PROBLEM DESCRIPTION — Give again, word for word, every line below from the one that has "Point | tag one point per instance of the red strawberry" through the one that has "Point | tag one point per instance of the berry", both included, and no others.

-------- SUPPLIED RECORDS --------

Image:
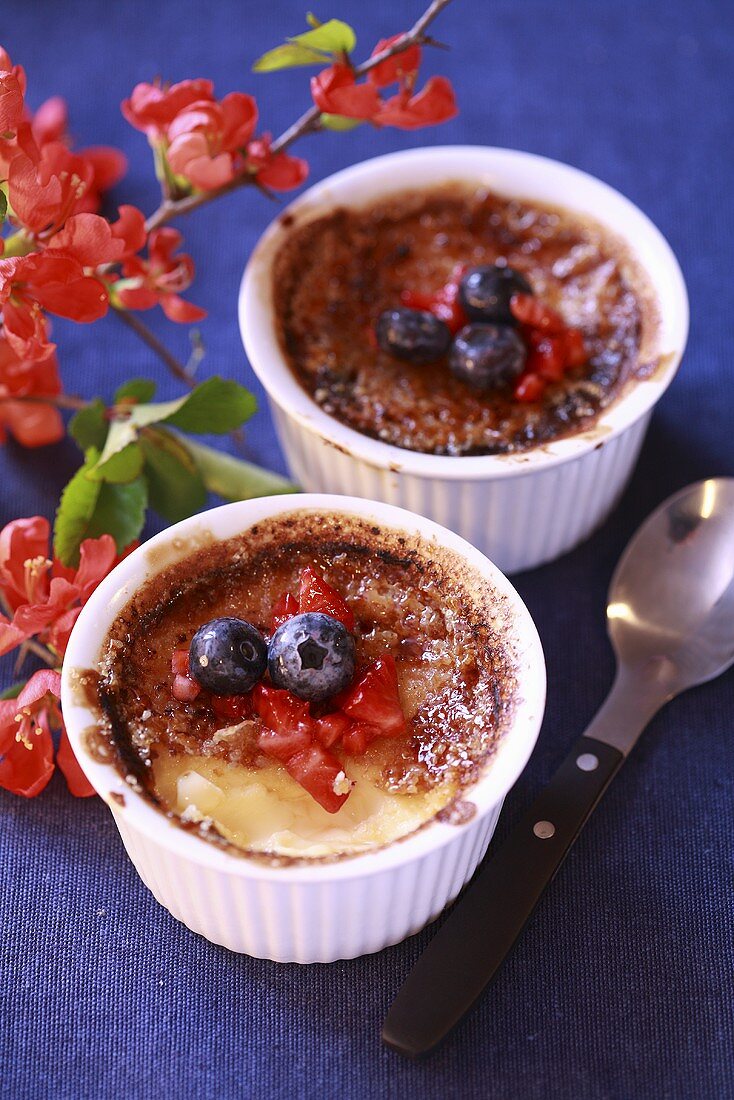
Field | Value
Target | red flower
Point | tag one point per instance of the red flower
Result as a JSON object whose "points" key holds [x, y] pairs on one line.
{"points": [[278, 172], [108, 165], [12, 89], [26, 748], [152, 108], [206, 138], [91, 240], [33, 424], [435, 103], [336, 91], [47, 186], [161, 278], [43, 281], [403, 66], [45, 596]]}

--------
-------- SUPPLIED RECORDS --------

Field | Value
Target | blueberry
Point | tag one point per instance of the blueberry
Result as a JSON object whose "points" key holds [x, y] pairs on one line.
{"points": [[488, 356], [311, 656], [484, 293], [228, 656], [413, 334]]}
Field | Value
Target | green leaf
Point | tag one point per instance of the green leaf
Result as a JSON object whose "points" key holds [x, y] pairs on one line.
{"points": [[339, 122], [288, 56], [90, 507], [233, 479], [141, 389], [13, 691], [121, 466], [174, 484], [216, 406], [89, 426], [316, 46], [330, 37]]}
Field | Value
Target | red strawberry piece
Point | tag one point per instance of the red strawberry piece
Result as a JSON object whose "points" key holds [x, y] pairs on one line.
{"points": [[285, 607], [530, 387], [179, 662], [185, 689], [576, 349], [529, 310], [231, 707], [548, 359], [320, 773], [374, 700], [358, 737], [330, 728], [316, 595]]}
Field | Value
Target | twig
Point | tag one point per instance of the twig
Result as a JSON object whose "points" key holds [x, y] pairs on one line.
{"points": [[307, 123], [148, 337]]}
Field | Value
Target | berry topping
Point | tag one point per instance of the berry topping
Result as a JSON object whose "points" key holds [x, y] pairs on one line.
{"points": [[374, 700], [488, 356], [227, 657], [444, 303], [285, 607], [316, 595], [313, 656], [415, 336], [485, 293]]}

--------
-------- SUPPLIED RECORDS --------

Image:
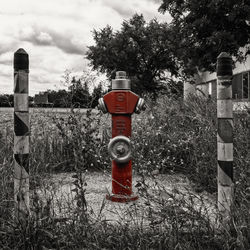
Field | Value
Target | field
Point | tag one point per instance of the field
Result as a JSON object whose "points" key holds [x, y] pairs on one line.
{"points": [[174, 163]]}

--------

ANSWER AREA —
Point | tag one point per instance of the red strawberry piece
Result as a JSON object whose "points" key holds [x, y] pairs on one line.
{"points": [[285, 607], [530, 387], [179, 662], [185, 689], [576, 349], [529, 310], [231, 707], [548, 359], [320, 773], [374, 700], [358, 737], [330, 728], [316, 595]]}
Field | Value
Target | twig
Point | tag one point per instance of the twig
Result as a JSON object whose "points" key holds [x, y] pairs on one line.
{"points": [[307, 123], [148, 337]]}
Field | Value
Target | berry topping
Point | tag one point per instance of the berry topping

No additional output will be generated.